| TO DO |
Only the words of the entries are wanted, repeated exactly and without images.
══ DATA SHOWN
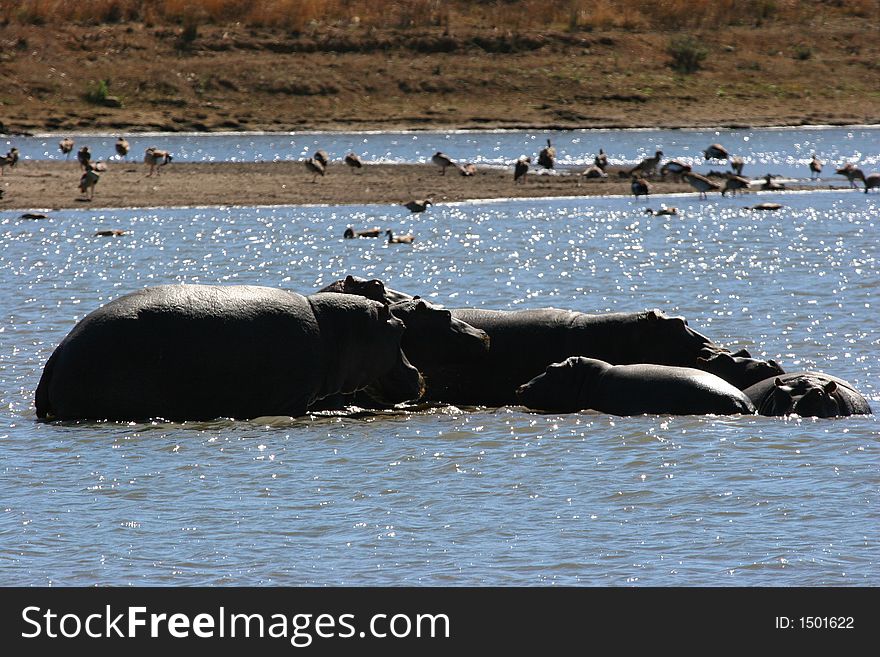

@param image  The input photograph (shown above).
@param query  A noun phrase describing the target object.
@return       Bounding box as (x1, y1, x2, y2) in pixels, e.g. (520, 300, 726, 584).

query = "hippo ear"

(344, 275, 356, 286)
(824, 381, 838, 394)
(774, 378, 784, 387)
(768, 359, 781, 370)
(646, 309, 661, 322)
(732, 348, 752, 358)
(414, 299, 429, 312)
(377, 304, 392, 320)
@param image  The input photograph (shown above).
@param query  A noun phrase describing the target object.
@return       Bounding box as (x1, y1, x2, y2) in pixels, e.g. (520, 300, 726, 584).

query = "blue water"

(1, 130, 879, 586)
(4, 126, 880, 182)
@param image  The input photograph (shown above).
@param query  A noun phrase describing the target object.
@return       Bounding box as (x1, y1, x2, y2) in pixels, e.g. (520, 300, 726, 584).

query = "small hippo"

(744, 372, 872, 417)
(516, 357, 756, 416)
(696, 348, 785, 390)
(35, 285, 424, 421)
════
| RESPONSE AREA |
@param image  The input photograph (shown above).
@param query  A noun phrase describing the target object.
@return       Bounding box as (x1, y1, x2, y2) in pixels, e.g. (520, 300, 726, 584).

query = "hippo ear"

(344, 275, 356, 286)
(824, 381, 838, 394)
(774, 378, 784, 387)
(768, 359, 781, 370)
(646, 309, 661, 322)
(732, 348, 752, 358)
(414, 299, 429, 312)
(377, 304, 392, 320)
@param image  The input photograph (shown above).
@param query  A noun phrase describing the target object.
@return       Bounding box as (x1, y1, x2, y2) in pixels, e.g. (520, 300, 726, 584).

query = "blue water"

(1, 130, 879, 586)
(4, 126, 880, 182)
@param image  The input photograph (shown above).
@param query  A noun phrase describing the target object.
@return       Bounding box as (x1, y1, x2, y2) in pixels, e.g. (520, 300, 726, 584).

query = "small hippo"

(744, 372, 872, 417)
(516, 357, 756, 416)
(696, 348, 785, 390)
(35, 285, 424, 421)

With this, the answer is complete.